## WHAT TO DO:
Rewrite every line of the records below as a numbered list, one line per entry, and omit any blank lines.

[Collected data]
_ _ _ _ _
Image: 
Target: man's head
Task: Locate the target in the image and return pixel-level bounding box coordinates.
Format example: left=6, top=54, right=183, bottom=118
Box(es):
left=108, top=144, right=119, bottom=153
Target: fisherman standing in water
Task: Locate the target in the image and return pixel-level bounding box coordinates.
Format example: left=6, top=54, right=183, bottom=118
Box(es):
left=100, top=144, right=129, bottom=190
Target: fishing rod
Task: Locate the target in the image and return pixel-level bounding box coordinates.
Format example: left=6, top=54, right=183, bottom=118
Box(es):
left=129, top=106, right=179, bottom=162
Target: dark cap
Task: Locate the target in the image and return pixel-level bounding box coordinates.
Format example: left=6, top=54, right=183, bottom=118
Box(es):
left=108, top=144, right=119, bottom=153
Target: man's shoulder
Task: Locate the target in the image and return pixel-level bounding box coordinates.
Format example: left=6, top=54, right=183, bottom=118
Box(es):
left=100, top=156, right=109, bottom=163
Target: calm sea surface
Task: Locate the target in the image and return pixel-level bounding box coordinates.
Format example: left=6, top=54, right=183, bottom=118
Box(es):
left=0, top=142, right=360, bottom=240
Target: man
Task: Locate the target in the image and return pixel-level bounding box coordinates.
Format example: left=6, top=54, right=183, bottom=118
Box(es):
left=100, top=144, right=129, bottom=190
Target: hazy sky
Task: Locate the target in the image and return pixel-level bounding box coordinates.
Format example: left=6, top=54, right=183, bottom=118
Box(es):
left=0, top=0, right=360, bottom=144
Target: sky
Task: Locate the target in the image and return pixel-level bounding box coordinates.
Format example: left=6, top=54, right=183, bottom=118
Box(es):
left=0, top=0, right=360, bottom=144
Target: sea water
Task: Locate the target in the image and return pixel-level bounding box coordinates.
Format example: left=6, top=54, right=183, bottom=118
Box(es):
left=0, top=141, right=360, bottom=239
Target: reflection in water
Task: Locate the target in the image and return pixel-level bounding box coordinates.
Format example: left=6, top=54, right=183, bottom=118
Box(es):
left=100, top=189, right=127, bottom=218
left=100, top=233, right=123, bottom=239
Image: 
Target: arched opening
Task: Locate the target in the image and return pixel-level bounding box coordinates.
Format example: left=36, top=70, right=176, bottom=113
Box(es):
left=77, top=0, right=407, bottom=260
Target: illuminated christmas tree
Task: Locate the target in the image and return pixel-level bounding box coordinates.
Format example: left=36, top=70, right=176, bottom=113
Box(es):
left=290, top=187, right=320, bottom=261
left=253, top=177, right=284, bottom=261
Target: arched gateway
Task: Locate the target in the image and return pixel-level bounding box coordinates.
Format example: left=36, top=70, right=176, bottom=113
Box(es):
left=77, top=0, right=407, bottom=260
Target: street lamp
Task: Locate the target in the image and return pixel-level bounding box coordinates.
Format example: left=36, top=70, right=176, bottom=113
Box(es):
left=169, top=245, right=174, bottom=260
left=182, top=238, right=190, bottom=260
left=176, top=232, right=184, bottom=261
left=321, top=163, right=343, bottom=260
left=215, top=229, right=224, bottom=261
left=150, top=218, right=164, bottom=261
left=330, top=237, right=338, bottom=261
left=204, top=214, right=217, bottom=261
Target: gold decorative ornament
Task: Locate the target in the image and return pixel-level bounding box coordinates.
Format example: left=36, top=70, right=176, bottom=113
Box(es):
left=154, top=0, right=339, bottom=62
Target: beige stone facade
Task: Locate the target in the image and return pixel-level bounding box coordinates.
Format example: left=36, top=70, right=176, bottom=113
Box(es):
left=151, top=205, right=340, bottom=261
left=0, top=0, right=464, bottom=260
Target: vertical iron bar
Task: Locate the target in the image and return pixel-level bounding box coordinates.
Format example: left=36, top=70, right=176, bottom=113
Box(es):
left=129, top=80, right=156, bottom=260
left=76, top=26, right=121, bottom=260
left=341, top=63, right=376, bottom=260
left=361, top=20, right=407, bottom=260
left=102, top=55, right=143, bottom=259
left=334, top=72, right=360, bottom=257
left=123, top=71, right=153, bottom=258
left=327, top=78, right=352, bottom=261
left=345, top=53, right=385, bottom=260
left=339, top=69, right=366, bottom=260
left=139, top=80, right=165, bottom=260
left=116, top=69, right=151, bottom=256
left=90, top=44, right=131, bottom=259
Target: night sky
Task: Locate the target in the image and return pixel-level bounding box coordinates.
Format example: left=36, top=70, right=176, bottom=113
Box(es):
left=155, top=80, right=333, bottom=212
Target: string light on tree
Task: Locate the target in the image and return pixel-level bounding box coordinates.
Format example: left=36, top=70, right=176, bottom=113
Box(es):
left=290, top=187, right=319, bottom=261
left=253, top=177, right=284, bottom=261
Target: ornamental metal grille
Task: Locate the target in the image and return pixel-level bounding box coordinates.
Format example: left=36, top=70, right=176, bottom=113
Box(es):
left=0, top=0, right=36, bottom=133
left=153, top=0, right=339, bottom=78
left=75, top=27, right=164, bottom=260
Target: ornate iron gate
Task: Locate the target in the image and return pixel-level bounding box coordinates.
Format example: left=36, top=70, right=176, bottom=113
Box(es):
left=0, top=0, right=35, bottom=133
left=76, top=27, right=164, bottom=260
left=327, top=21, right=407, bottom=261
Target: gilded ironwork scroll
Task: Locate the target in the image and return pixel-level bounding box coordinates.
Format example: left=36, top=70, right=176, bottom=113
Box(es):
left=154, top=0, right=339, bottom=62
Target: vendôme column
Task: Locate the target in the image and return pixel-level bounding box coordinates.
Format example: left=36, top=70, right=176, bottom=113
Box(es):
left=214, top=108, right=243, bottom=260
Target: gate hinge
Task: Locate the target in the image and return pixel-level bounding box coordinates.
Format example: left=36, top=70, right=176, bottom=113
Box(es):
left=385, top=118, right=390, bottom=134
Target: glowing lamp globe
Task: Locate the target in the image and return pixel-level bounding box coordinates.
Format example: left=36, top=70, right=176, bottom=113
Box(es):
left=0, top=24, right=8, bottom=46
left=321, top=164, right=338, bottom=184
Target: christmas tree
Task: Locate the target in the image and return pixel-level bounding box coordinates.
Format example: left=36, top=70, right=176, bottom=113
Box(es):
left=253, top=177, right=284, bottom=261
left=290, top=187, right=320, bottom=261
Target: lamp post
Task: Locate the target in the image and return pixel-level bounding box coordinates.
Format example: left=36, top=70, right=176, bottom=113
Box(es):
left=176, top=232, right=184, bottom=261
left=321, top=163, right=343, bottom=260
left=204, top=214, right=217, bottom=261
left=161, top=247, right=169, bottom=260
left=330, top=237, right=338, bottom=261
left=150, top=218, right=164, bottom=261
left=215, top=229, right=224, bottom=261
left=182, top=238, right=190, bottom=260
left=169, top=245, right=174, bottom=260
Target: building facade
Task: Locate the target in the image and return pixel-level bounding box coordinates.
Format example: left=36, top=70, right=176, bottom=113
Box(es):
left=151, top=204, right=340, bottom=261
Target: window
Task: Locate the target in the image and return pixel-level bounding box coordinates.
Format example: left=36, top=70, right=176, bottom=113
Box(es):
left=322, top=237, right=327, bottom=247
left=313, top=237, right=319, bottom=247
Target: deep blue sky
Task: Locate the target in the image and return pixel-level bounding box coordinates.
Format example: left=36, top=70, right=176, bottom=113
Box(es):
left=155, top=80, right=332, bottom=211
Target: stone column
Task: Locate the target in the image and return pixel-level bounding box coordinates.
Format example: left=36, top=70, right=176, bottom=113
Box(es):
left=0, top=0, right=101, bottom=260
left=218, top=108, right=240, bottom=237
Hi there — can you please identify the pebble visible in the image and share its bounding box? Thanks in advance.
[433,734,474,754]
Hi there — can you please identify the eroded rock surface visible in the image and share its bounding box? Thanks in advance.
_ _ _ _ _
## WRITTEN RESPONSE:
1. Image: 
2. Target: man's head
3. Task: Locate the target in the image and return pixel-level bounding box coordinates.
4. Format example: left=6, top=54, right=183, bottom=118
5. Box(es):
6. left=108, top=144, right=119, bottom=153
7. Target: fisherman standing in water
8. Task: Locate the target in the image and return pixel-level bounding box coordinates.
9. Format example: left=6, top=54, right=183, bottom=118
10. Box(es):
11. left=100, top=144, right=129, bottom=190
12. Target: fishing rod
13. Task: Locate the target in the image and return pixel-level bounding box coordinates.
14. Format example: left=6, top=54, right=183, bottom=118
15. Box(es):
16. left=129, top=106, right=179, bottom=162
17. Target: dark cap
18. Task: Locate the target in the image and return pixel-level bounding box coordinates.
19. Format example: left=6, top=54, right=183, bottom=118
20. Box(es):
21. left=108, top=144, right=119, bottom=153
22. Target: man's shoulder
23. Task: Locate the target in the image and return pixel-level bounding box coordinates.
24. Format example: left=6, top=54, right=183, bottom=118
25. Box(es):
26. left=100, top=156, right=109, bottom=163
27. Target: calm sea surface
28. Task: Locate the target in the image and return pixel-level bounding box coordinates.
29. Format example: left=6, top=54, right=183, bottom=118
30. Box(es):
31. left=0, top=142, right=360, bottom=240
32. Target: man
33. Task: Locate the target in the image and return pixel-level bounding box coordinates.
34. Format example: left=6, top=54, right=183, bottom=118
35. Box(es):
36. left=100, top=144, right=129, bottom=190
37. Target: hazy sky
38. Task: Locate the target in the image and return pixel-level bounding box coordinates.
39. Format example: left=6, top=54, right=183, bottom=118
40. Box(es):
41. left=0, top=0, right=360, bottom=144
42. Target: sky
43. Task: Locate the target in the image and return pixel-level bounding box coordinates.
44. Format example: left=6, top=54, right=183, bottom=118
45. Box(es):
46. left=0, top=0, right=360, bottom=144
47. Target: sea water
48. Task: Locate the target in the image and return pixel-level bounding box coordinates.
49. Format example: left=6, top=54, right=183, bottom=118
50. Box(es):
51. left=0, top=141, right=360, bottom=239
52. Target: reflection in water
53. Task: Locate the target in the image and return pixel-level bounding box coordinates.
54. Format example: left=6, top=54, right=183, bottom=118
55. Box(es):
56. left=100, top=189, right=127, bottom=218
57. left=100, top=233, right=123, bottom=239
58. Image: 
59. Target: arched opening
60. Task: Locate the target in the image and return pixel-level bounding box coordinates.
61. Format example: left=36, top=70, right=176, bottom=113
62. Box(es):
63. left=77, top=0, right=407, bottom=260
64. Target: illuminated christmas tree
65. Task: Locate the target in the image and return pixel-level bounding box coordinates.
66. Format example: left=36, top=70, right=176, bottom=113
67. Box(es):
68. left=290, top=187, right=320, bottom=261
69. left=253, top=177, right=284, bottom=261
70. Target: arched gateway
71. Task: Locate the target in the image and return pixel-level bounding box coordinates.
72. Format example: left=36, top=70, right=176, bottom=113
73. Box(es):
74. left=77, top=0, right=407, bottom=260
75. Target: street lamp
76. Task: Locate the target in the image and return pixel-level bounding box coordinates.
77. Format example: left=36, top=70, right=176, bottom=113
78. Box(es):
79. left=169, top=245, right=174, bottom=260
80. left=182, top=238, right=190, bottom=260
81. left=176, top=232, right=184, bottom=261
82. left=321, top=163, right=343, bottom=260
83. left=215, top=229, right=224, bottom=261
84. left=150, top=218, right=164, bottom=261
85. left=330, top=237, right=338, bottom=261
86. left=204, top=214, right=217, bottom=261
87. Target: gold decorative ornament
88. Task: Locate the target in the image and return pixel-level bounding box coordinates.
89. Format example: left=36, top=70, right=176, bottom=113
90. Box(es):
91. left=154, top=0, right=339, bottom=62
92. Target: beige stone facade
93. Task: Locate the target in the image and return pixel-level bounding box coordinates.
94. Format example: left=36, top=70, right=176, bottom=113
95. Box(es):
96. left=151, top=205, right=340, bottom=261
97. left=0, top=0, right=464, bottom=260
98. Target: vertical iron bar
99. Task: Locate the target in the image and return pixel-level bounding box coordinates.
100. Format example: left=36, top=70, right=176, bottom=113
101. Box(es):
102. left=129, top=80, right=156, bottom=260
103. left=76, top=26, right=121, bottom=260
104. left=341, top=63, right=376, bottom=260
105. left=361, top=20, right=407, bottom=260
106. left=102, top=55, right=143, bottom=259
107. left=334, top=72, right=360, bottom=257
108. left=123, top=71, right=153, bottom=258
109. left=327, top=78, right=352, bottom=261
110. left=345, top=53, right=385, bottom=260
111. left=339, top=69, right=366, bottom=260
112. left=139, top=80, right=165, bottom=260
113. left=116, top=69, right=151, bottom=256
114. left=90, top=44, right=131, bottom=259
115. Target: night sky
116. Task: Locate the target in the image and return pixel-level bounding box coordinates.
117. Format example: left=36, top=70, right=176, bottom=113
118. Box(es):
119. left=155, top=80, right=333, bottom=212
120. Target: string light on tree
121. Task: Locate the target in the image and return pixel-level bounding box coordinates.
122. Format example: left=36, top=70, right=176, bottom=113
123. Box(es):
124. left=290, top=187, right=319, bottom=261
125. left=253, top=177, right=284, bottom=261
126. Target: ornamental metal grille
127. Task: Locate the target in the image and return pixel-level bounding box coordinates.
128. Format example: left=36, top=70, right=176, bottom=113
129. Box(es):
130. left=0, top=0, right=36, bottom=133
131. left=153, top=0, right=339, bottom=78
132. left=75, top=27, right=164, bottom=260
133. Target: ornate iron gate
134. Task: Locate the target in the image and return pixel-level bounding box coordinates.
135. Format example: left=36, top=70, right=176, bottom=113
136. Box(es):
137. left=0, top=0, right=35, bottom=133
138. left=76, top=27, right=164, bottom=260
139. left=327, top=21, right=407, bottom=261
140. Target: gilded ironwork scroll
141. Task: Locate the target in the image and return pixel-level bounding box coordinates.
142. Format example: left=36, top=70, right=176, bottom=113
143. Box(es):
144. left=154, top=0, right=339, bottom=62
145. Target: vendôme column
146. Task: Locate the target in the image and return pixel-level bounding box coordinates.
147. Format example: left=36, top=70, right=176, bottom=113
148. Box(es):
149. left=214, top=108, right=243, bottom=260
150. Target: gate hinge
151. Task: Locate the target in the image and return pixel-level bounding box coordinates.
152. Format example: left=36, top=70, right=176, bottom=113
153. Box(es):
154. left=385, top=118, right=390, bottom=134
155. Target: glowing lamp globe
156. Task: Locate the target in the image and return pixel-level bounding box coordinates.
157. Format example: left=36, top=70, right=176, bottom=113
158. Box(es):
159. left=0, top=24, right=8, bottom=46
160. left=321, top=164, right=338, bottom=184
161. Target: christmas tree
162. Task: Locate the target in the image and return pixel-level bounding box coordinates.
163. Format example: left=36, top=70, right=176, bottom=113
164. Box(es):
165. left=253, top=177, right=284, bottom=261
166. left=290, top=187, right=320, bottom=261
167. Target: lamp post
168. Task: Locate the target in the image and return pixel-level bounding box coordinates.
169. Format example: left=36, top=70, right=176, bottom=113
170. Box(es):
171. left=176, top=232, right=184, bottom=261
172. left=321, top=163, right=343, bottom=260
173. left=204, top=214, right=217, bottom=261
174. left=161, top=247, right=169, bottom=260
175. left=330, top=237, right=338, bottom=261
176. left=150, top=218, right=164, bottom=261
177. left=215, top=229, right=224, bottom=261
178. left=182, top=238, right=190, bottom=260
179. left=169, top=245, right=174, bottom=260
180. Target: building facade
181. Task: Locate the target in the image and return pixel-level bounding box coordinates.
182. Format example: left=36, top=70, right=176, bottom=113
183. Box(es):
184. left=151, top=204, right=340, bottom=261
185. Target: window
186. Task: Locate the target in the image and return pixel-level bounding box coordinates.
187. Format example: left=36, top=70, right=176, bottom=113
188. Box(es):
189. left=322, top=237, right=327, bottom=247
190. left=313, top=237, right=319, bottom=247
191. Target: deep blue sky
192. Task: Locate the target in the image and return pixel-level bounding box coordinates.
193. Format example: left=36, top=70, right=176, bottom=113
194. Box(es):
195. left=155, top=80, right=332, bottom=211
196. Target: stone column
197. Task: Locate the target in the image and return pixel-level bounding box coordinates.
198. Format example: left=36, top=70, right=176, bottom=113
199. Box(es):
200. left=0, top=0, right=101, bottom=260
201. left=218, top=108, right=240, bottom=237
202. Hi there — can you please identify the pebble visible in the image and share its bounding box? Thanks in advance.
203. [433,734,474,754]
204. Hi there — can you please identify the eroded rock surface visible in the image and share its bounding box? Thanks in advance.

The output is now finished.